▸ **WHAT YOU ARE ASKED TO DO**: Each entry below must be given again word for word, with no pictures.

▸ **DATA PROVIDED**:
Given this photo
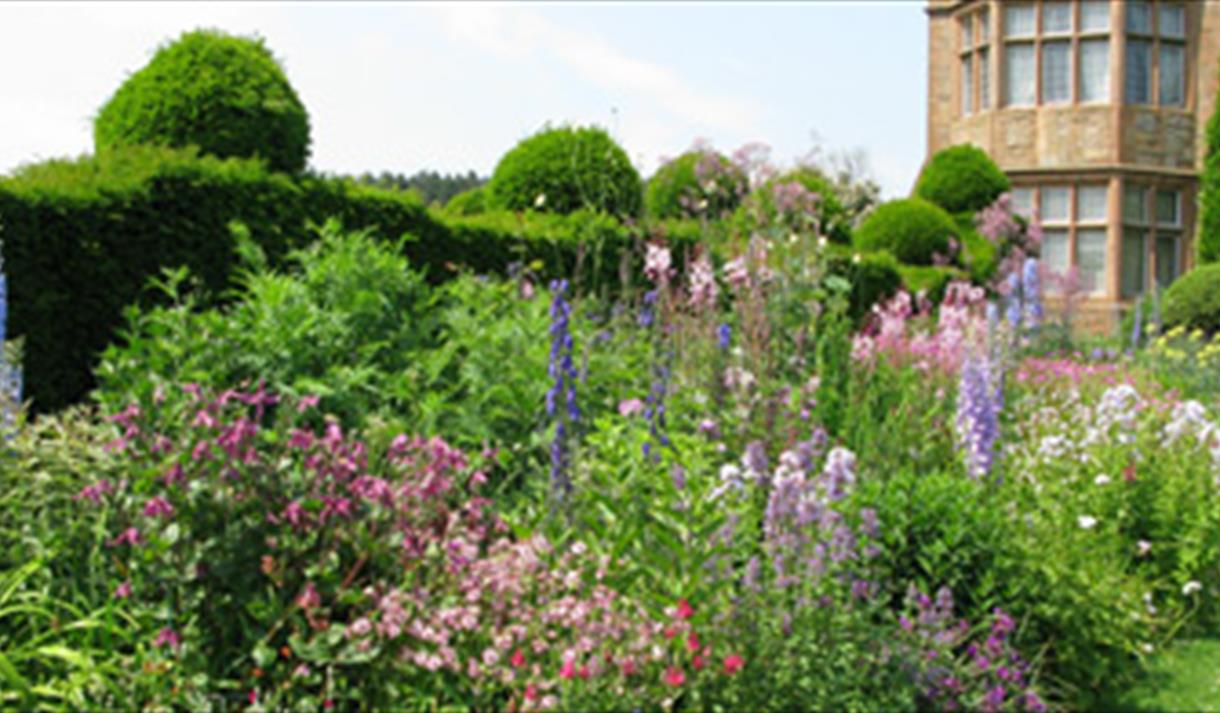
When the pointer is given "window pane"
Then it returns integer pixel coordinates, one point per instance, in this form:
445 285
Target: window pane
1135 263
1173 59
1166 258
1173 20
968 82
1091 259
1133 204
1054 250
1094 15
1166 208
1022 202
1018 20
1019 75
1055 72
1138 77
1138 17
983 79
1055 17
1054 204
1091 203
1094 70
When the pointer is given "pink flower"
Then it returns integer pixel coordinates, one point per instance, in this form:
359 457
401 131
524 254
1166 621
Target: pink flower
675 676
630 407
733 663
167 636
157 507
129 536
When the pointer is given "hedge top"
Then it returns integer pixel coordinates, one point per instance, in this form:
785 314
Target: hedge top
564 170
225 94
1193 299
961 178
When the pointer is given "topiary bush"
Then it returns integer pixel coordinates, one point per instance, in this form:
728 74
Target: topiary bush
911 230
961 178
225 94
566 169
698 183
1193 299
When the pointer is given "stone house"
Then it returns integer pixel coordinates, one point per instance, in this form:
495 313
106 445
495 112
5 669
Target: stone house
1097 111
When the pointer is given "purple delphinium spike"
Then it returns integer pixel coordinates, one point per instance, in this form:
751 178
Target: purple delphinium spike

▸ **TASK RESULT**:
Given this photo
When the pointer is given "window pane"
Then it returns integer pixel coordinates, one point per instance, in this form:
445 285
Target: window pane
1135 263
1173 59
1166 258
1173 20
968 82
1091 259
1133 204
1054 250
1094 15
1166 208
1022 202
1018 20
1019 75
1055 72
1138 77
1138 17
983 79
1055 17
1054 204
1091 203
1094 70
When the pointer is given "pink flower"
Then it returns integer pixel coordinates, one point per instance, in this form:
359 457
401 131
524 254
1166 621
Target: pink flower
675 676
630 407
733 663
167 636
157 507
129 536
When the pointer is given "hedge top"
Then it returns integer pixel coordinates, one point per instance, in this form:
785 314
Target: hedge top
564 170
225 94
1193 299
961 178
When the pointer is given "topiary bush"
Then it returns integer pixel coordinates, one point per instance, in this form:
728 74
Target: topiary bush
911 230
961 178
225 94
566 169
698 183
1193 299
When the pointer is given "stone house"
Then it returns integer pixel coordinates, one point per instance, in this form:
495 313
106 445
495 112
5 669
Target: stone house
1097 111
When the pointer is given "purple delphinium spike"
Then it returns integer pixel coordinates, one point per instance, in this form:
751 178
Target: purple delphinium spike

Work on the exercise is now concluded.